→ Stated problem: Provide the records once more, identical to the original.

# START OF Raw data

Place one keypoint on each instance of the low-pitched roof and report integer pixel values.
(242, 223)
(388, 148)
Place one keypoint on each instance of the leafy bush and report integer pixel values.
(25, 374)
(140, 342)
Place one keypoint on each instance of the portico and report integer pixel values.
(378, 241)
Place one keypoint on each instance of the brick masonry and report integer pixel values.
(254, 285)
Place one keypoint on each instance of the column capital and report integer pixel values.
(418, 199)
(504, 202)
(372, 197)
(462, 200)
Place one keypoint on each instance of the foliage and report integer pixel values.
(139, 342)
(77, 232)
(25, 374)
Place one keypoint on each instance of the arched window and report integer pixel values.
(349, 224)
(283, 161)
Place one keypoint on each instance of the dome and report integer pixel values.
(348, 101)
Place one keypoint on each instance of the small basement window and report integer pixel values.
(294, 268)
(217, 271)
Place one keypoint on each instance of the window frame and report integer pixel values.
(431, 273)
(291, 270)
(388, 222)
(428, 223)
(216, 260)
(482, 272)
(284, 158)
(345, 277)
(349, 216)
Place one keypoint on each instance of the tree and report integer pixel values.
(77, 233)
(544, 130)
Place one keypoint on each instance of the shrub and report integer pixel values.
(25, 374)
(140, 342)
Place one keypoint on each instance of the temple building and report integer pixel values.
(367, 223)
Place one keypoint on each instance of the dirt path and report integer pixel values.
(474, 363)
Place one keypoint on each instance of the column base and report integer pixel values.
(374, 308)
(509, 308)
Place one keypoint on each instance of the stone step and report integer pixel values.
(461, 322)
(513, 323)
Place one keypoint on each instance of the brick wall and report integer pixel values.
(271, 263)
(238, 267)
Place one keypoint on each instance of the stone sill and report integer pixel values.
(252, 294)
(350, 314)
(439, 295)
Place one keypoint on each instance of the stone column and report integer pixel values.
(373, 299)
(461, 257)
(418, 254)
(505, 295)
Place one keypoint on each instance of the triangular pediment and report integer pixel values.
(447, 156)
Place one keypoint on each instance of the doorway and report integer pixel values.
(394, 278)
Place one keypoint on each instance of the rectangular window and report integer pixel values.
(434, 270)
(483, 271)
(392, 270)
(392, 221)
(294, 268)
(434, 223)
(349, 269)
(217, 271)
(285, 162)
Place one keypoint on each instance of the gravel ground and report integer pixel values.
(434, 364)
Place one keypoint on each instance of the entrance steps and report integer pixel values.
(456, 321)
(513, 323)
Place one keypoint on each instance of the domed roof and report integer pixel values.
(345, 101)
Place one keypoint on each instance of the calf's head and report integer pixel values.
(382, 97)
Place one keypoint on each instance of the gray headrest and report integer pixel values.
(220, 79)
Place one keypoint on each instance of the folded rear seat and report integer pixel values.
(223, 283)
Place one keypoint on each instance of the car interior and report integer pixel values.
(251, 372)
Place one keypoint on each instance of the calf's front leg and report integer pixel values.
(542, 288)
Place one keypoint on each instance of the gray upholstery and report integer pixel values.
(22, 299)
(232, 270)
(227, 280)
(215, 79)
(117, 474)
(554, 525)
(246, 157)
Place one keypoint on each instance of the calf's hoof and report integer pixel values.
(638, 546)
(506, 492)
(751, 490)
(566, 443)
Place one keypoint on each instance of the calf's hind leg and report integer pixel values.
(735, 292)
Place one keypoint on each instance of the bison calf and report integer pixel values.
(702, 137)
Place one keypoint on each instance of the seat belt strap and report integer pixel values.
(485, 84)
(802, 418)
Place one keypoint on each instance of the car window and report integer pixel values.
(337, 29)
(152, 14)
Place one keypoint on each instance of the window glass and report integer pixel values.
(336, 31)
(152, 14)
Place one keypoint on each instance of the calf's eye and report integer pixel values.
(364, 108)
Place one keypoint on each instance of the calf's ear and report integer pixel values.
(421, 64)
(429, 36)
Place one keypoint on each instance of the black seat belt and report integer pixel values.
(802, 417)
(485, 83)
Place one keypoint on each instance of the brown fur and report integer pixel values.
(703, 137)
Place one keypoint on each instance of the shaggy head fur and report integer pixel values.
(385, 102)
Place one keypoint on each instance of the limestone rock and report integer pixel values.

# END OF Raw data

→ Response to this exercise:
Place one keypoint on each instance of the low-pitched roof and report integer pixel values.
(242, 223)
(388, 148)
Place one keypoint on each instance of the leafy bush and report integer pixel values.
(25, 374)
(140, 342)
Place one keypoint on each instance of the portico and report integer pixel values.
(378, 241)
Place one keypoint on each instance of the brick masonry and report integer pixel values.
(254, 285)
Place one keypoint on each instance of the column capital and report integer pixel values.
(418, 199)
(504, 202)
(372, 197)
(462, 200)
Place one keypoint on each instance of the foliage and report integer pixel values.
(139, 342)
(77, 232)
(25, 374)
Place one keypoint on each instance of the arched window and report integer pixel values.
(349, 224)
(283, 161)
Place one keypoint on each instance of the dome and report integer pixel values.
(348, 101)
Place one keypoint on each instance of the small basement window and report integer pixel values.
(294, 268)
(217, 271)
Place one keypoint on each instance of the window frame and report integer pixel values.
(431, 273)
(291, 270)
(388, 222)
(428, 223)
(216, 260)
(482, 272)
(284, 158)
(345, 277)
(349, 216)
Place one keypoint on each instance of the tree and report integer pixel values.
(77, 233)
(544, 130)
Place one keypoint on each instance of the shrub and report integer pixel values.
(25, 374)
(140, 342)
Place one keypoint on each instance of the temple building and report integer pixel values.
(367, 223)
Place one keypoint on each instance of the dirt path and report integer pixel values.
(474, 363)
Place one keypoint on each instance of the column base and report integer pixel values.
(374, 308)
(509, 308)
Place one keypoint on each instance of the stone step and report integer pixel values.
(461, 322)
(513, 323)
Place one keypoint on each instance of the brick wall and report integer pixel values.
(271, 263)
(238, 267)
Place one keypoint on each instance of the stone sill and report integer pixel values.
(252, 294)
(350, 314)
(439, 295)
Place one keypoint on each instance of the stone column and report integer pixel values.
(373, 299)
(461, 257)
(418, 254)
(505, 295)
Place one keypoint on each instance of the triangular pediment and report integer pixel values.
(447, 156)
Place one keypoint on each instance of the doorway and report integer pixel values.
(394, 278)
Place one keypoint on each instance of the rectangular window and report integer pixel values.
(434, 270)
(483, 271)
(392, 270)
(392, 221)
(294, 268)
(434, 223)
(349, 269)
(217, 271)
(285, 162)
Place one keypoint on each instance of the gravel ground and report integer pixel values.
(434, 364)
Place one keypoint on each instance of the entrance steps and report integer pixel values.
(456, 321)
(513, 323)
Place one keypoint on each instance of the domed roof and report integer pixel values.
(345, 101)
Place one keypoint on each instance of the calf's head and report integer pixel values.
(382, 97)
Place one keypoint on each instance of the gray headrest and report integer pixel values.
(220, 79)
Place one keypoint on each instance of the folded rear seat and report integer pixel values.
(223, 283)
Place one keypoint on each instance of the car interior and report integer pixel values.
(251, 372)
Place one keypoint on each instance of the calf's front leg and report integer pixel values.
(542, 288)
Place one keypoint on each instance of the gray upholstery and report integer pixel values.
(22, 299)
(232, 270)
(227, 280)
(215, 79)
(117, 474)
(554, 525)
(246, 157)
Place one keypoint on each instance of the calf's hoof and report integer pixel values.
(638, 546)
(506, 492)
(751, 490)
(566, 443)
Place one keypoint on each instance of the calf's hind leg and report integer pixel values.
(735, 292)
Place one keypoint on each instance of the bison calf and report integer pixel values.
(702, 137)
Place one keypoint on each instance of the seat belt strap and report integer pixel values.
(485, 84)
(802, 418)
Place one keypoint on each instance of the car window and report integer pixel values.
(337, 29)
(152, 14)
Place one keypoint on each instance of the window glass and report integer pixel values.
(336, 31)
(152, 14)
Place one keypoint on each instance of the calf's eye and report integer pixel values.
(364, 108)
Place one keypoint on each instance of the calf's ear and report integer pixel values.
(421, 64)
(429, 36)
Place one keypoint on each instance of the black seat belt and report integer pixel values.
(802, 417)
(485, 83)
Place one keypoint on each instance of the brown fur and report integer pixel values.
(703, 137)
Place one keypoint on each instance of the shaggy head fur and report integer pixel values.
(385, 102)
Place one keypoint on each instance of the limestone rock and report integer pixel values.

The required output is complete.